■ WHAT NEEDS TO BE DONE:
For the word "target", copy every line of the material that includes it.

■ STORED DATA:
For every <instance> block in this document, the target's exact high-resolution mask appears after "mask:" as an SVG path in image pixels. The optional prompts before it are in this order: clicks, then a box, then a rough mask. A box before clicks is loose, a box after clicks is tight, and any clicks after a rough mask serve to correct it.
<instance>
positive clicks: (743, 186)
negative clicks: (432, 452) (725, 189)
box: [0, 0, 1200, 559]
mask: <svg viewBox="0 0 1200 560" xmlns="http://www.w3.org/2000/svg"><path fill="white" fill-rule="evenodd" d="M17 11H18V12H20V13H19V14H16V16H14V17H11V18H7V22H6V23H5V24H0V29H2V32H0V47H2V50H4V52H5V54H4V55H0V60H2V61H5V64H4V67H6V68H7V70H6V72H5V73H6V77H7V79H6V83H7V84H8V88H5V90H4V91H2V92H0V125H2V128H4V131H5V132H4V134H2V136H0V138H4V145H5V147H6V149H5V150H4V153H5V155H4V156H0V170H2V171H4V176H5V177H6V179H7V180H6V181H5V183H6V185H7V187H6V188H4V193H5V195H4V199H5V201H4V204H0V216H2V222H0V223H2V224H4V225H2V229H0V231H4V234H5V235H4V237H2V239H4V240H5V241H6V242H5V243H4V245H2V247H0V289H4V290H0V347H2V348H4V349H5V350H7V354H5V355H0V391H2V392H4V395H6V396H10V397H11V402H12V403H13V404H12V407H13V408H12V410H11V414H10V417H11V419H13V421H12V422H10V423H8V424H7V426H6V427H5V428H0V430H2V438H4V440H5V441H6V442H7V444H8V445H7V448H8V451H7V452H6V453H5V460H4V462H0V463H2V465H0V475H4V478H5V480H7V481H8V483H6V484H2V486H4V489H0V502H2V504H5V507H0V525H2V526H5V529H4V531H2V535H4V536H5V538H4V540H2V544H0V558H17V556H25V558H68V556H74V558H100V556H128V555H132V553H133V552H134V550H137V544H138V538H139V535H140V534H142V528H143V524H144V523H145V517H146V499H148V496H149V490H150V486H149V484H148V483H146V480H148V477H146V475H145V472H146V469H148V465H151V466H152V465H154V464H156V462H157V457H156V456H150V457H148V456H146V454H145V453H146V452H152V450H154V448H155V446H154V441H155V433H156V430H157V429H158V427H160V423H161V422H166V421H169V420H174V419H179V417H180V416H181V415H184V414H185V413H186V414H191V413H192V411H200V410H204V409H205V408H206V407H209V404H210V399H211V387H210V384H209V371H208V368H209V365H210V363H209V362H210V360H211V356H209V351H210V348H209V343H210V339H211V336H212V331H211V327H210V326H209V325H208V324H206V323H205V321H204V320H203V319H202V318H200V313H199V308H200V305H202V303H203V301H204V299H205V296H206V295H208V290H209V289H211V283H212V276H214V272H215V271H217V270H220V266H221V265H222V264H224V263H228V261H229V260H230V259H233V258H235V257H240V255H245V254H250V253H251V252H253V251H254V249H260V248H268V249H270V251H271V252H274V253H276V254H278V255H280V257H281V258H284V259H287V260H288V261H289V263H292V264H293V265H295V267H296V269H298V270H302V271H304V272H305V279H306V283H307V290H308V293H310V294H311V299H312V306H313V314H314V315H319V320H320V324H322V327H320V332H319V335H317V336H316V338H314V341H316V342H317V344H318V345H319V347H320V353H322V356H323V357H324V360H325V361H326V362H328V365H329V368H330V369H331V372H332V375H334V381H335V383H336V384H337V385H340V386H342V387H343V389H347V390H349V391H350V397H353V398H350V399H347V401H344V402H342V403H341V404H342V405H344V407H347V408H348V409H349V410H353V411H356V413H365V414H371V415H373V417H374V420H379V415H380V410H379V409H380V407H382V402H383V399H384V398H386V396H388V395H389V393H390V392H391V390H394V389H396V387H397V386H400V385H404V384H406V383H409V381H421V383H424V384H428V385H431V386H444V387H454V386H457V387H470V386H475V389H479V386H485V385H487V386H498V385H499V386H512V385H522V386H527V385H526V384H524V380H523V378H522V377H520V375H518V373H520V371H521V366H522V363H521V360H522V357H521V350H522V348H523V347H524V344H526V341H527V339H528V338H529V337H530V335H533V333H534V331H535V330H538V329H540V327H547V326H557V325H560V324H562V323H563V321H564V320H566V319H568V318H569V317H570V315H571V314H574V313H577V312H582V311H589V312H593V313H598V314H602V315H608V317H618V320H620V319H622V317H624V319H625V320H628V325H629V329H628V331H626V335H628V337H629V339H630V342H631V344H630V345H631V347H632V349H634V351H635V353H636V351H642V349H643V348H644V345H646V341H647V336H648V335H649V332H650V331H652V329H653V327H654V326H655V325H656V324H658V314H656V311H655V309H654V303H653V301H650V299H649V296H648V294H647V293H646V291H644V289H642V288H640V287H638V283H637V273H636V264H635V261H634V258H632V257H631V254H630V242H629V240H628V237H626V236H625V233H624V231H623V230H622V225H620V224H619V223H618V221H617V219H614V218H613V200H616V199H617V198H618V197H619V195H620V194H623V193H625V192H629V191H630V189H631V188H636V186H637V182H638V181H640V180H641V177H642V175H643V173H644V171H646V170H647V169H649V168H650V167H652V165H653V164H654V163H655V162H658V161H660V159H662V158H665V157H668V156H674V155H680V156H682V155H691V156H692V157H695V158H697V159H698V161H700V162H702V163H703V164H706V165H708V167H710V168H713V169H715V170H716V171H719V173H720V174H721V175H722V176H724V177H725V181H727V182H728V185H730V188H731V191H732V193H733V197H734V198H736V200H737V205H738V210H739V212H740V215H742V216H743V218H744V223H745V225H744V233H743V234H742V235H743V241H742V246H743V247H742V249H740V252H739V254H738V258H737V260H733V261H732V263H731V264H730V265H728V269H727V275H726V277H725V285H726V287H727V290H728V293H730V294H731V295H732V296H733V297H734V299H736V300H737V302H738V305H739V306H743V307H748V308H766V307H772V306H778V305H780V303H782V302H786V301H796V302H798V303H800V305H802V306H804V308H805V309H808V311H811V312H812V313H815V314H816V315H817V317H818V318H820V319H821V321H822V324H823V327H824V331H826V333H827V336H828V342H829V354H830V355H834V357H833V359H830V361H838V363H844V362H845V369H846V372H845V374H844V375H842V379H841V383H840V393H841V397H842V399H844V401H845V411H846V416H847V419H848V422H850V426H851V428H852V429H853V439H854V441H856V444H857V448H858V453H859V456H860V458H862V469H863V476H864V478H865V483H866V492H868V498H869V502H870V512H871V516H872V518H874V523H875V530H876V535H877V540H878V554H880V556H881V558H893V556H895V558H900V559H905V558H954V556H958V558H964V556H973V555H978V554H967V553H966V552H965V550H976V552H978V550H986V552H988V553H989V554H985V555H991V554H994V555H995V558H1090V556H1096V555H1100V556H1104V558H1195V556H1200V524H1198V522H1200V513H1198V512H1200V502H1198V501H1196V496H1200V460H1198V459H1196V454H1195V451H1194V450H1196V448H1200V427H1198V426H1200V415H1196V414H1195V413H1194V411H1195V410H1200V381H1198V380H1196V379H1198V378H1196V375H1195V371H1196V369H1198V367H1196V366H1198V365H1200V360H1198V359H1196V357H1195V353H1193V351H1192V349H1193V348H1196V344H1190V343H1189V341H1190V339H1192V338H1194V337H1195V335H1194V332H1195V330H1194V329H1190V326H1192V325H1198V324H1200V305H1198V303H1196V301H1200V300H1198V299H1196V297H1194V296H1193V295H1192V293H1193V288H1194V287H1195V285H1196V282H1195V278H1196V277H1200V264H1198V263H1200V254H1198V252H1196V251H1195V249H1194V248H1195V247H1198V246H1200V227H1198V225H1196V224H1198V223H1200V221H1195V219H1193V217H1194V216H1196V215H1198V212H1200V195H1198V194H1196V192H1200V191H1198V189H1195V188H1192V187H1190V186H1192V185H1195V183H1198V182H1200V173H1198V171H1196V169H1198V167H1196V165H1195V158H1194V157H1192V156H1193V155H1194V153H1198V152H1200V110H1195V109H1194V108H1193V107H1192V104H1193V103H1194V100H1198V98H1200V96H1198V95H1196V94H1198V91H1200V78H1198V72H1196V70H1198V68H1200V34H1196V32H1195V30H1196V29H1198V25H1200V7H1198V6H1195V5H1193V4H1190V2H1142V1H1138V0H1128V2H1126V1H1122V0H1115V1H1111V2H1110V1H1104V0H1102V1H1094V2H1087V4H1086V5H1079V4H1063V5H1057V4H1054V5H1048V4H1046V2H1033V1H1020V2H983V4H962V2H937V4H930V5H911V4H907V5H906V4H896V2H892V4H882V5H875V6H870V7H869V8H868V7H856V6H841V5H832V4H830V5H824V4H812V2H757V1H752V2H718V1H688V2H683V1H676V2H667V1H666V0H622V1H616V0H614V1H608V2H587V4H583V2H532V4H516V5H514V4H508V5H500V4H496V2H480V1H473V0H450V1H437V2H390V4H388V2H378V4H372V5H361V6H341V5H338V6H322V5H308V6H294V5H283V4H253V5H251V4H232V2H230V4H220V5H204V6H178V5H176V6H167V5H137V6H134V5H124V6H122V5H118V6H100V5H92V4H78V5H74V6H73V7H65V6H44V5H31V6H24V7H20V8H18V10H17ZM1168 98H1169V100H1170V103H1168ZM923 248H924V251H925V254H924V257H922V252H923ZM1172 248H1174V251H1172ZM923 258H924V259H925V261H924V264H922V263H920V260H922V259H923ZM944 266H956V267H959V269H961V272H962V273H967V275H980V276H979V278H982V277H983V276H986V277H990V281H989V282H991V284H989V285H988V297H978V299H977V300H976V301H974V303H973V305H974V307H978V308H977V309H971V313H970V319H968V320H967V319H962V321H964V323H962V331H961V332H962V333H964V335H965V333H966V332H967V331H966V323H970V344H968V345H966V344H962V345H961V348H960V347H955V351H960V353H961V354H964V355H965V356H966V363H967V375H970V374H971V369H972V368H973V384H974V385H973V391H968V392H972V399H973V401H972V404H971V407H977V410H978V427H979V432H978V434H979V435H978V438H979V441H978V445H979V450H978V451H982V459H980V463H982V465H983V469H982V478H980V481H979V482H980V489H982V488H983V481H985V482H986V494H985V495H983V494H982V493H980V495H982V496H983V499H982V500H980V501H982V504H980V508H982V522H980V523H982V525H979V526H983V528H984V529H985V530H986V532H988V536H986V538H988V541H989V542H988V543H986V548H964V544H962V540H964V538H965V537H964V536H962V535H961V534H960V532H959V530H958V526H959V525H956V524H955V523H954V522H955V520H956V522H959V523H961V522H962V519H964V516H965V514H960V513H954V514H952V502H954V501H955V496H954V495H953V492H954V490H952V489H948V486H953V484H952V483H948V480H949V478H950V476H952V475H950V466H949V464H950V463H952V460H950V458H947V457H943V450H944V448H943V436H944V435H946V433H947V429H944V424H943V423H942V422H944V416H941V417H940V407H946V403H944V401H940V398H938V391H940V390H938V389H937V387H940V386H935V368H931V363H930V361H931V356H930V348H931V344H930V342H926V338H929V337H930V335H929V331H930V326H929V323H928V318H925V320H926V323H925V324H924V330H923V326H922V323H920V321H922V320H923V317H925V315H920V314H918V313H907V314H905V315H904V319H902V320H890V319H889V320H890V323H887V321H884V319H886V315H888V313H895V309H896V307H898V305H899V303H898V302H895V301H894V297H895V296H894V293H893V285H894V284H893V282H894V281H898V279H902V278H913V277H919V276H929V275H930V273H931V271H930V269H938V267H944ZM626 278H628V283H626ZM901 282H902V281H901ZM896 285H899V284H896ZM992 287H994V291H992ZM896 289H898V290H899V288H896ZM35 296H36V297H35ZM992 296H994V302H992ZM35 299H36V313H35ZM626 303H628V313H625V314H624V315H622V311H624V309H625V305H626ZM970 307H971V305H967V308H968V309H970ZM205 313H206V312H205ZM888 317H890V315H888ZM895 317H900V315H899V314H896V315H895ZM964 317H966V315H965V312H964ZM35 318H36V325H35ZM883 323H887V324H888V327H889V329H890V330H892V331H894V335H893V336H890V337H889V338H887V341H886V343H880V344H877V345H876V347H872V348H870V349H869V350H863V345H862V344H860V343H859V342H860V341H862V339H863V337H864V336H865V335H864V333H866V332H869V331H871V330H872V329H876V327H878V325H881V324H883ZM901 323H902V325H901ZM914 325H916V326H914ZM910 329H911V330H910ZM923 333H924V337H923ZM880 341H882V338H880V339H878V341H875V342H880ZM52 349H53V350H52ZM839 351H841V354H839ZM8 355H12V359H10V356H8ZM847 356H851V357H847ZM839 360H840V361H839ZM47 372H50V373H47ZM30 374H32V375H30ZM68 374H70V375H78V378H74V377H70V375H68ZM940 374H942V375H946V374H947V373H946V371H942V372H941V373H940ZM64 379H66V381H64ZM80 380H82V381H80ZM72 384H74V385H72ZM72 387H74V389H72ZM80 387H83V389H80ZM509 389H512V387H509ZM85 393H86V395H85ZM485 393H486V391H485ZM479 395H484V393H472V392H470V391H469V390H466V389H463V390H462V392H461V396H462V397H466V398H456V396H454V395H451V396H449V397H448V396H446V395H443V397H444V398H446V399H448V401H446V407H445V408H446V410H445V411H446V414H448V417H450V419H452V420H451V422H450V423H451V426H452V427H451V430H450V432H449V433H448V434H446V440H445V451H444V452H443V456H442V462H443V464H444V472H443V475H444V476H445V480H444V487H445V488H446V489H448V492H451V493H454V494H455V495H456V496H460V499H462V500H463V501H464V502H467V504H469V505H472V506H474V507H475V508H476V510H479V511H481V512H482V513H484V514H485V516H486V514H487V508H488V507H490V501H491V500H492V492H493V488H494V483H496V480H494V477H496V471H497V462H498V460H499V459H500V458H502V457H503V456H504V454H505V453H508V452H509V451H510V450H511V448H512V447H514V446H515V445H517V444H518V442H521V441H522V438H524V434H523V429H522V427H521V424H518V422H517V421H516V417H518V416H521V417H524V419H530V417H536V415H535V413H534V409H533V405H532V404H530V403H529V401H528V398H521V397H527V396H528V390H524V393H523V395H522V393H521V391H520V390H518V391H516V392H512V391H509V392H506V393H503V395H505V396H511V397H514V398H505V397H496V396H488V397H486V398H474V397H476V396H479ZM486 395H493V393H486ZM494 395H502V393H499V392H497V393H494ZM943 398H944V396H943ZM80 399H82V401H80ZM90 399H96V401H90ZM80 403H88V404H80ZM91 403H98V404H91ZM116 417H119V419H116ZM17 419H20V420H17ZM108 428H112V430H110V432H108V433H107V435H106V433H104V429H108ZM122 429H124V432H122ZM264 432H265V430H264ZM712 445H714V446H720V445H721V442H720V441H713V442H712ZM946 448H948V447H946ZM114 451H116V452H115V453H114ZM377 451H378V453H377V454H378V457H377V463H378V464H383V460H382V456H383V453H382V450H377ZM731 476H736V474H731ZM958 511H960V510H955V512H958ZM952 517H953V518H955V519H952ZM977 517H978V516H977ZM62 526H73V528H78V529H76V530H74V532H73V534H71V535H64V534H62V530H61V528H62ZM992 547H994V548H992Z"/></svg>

--

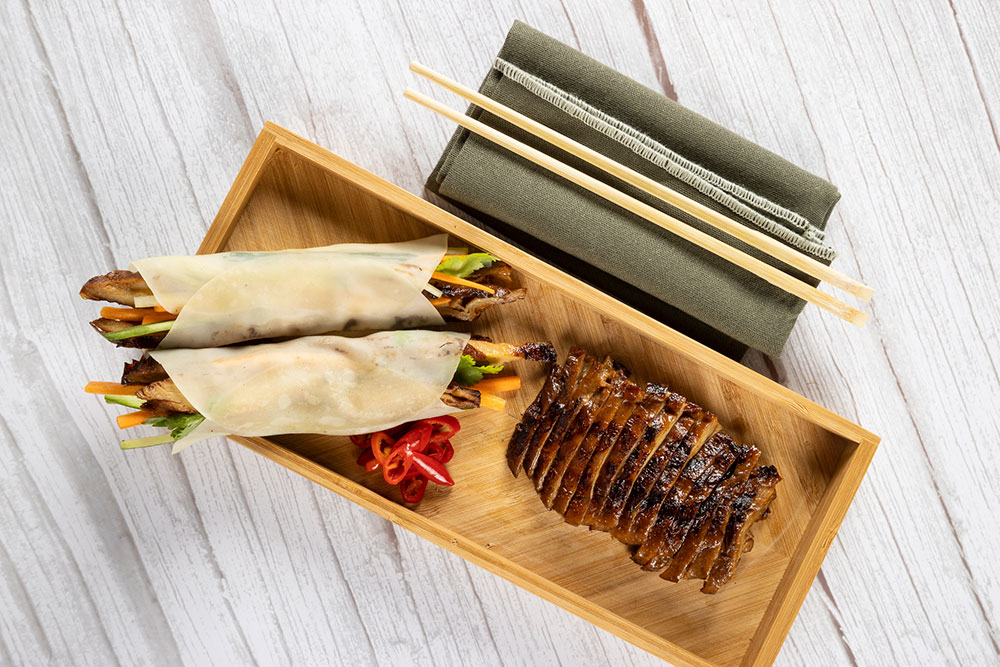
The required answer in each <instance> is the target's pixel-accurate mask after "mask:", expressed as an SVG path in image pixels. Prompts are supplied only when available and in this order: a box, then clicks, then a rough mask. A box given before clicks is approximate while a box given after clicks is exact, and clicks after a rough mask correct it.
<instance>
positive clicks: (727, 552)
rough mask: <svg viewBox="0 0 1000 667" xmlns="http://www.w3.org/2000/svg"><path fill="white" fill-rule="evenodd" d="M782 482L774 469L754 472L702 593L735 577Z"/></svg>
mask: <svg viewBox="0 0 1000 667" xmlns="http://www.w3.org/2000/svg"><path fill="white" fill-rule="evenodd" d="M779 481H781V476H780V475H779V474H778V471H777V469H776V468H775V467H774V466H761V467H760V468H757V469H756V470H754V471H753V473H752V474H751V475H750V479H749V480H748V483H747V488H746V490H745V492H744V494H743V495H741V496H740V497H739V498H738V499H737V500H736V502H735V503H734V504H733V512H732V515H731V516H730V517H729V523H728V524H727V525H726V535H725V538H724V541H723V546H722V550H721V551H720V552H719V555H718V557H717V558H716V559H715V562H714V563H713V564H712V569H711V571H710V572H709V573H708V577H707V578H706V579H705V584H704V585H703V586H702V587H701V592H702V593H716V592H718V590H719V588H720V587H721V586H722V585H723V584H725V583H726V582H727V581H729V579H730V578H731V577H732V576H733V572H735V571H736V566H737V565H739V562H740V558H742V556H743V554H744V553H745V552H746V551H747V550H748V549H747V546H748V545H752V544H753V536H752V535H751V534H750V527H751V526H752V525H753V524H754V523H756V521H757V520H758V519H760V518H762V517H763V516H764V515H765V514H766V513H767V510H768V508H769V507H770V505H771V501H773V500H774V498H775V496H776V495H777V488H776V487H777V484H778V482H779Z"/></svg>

--

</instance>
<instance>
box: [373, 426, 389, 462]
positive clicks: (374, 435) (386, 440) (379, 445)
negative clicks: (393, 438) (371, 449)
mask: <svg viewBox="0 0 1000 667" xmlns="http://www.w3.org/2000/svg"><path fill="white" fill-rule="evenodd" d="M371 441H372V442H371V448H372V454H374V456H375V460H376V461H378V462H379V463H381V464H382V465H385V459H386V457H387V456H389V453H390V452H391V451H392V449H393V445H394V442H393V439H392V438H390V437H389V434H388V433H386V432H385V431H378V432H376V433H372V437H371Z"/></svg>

■ EXERCISE SOLUTION:
For every <instance> block in this document, the target's exact high-resolution mask appears after "mask:" as an SVG path in image pixels. The optional prompts before it are in this order: clicks, then a box, then a rough mask. A box before clicks is loose, a box after clicks is tight, and any clicks after a rough mask serve to correct it.
The required answer in each <instance> is the target's pixel-accurate mask after "mask:", expressed as an SVG path in image pixels. Prompts are supplied only when available and in this order: a box, then clicks, then a rough mask. A box given before clicks is approximate while a box given after clicks is exact, and clicks after a rough mask correct it.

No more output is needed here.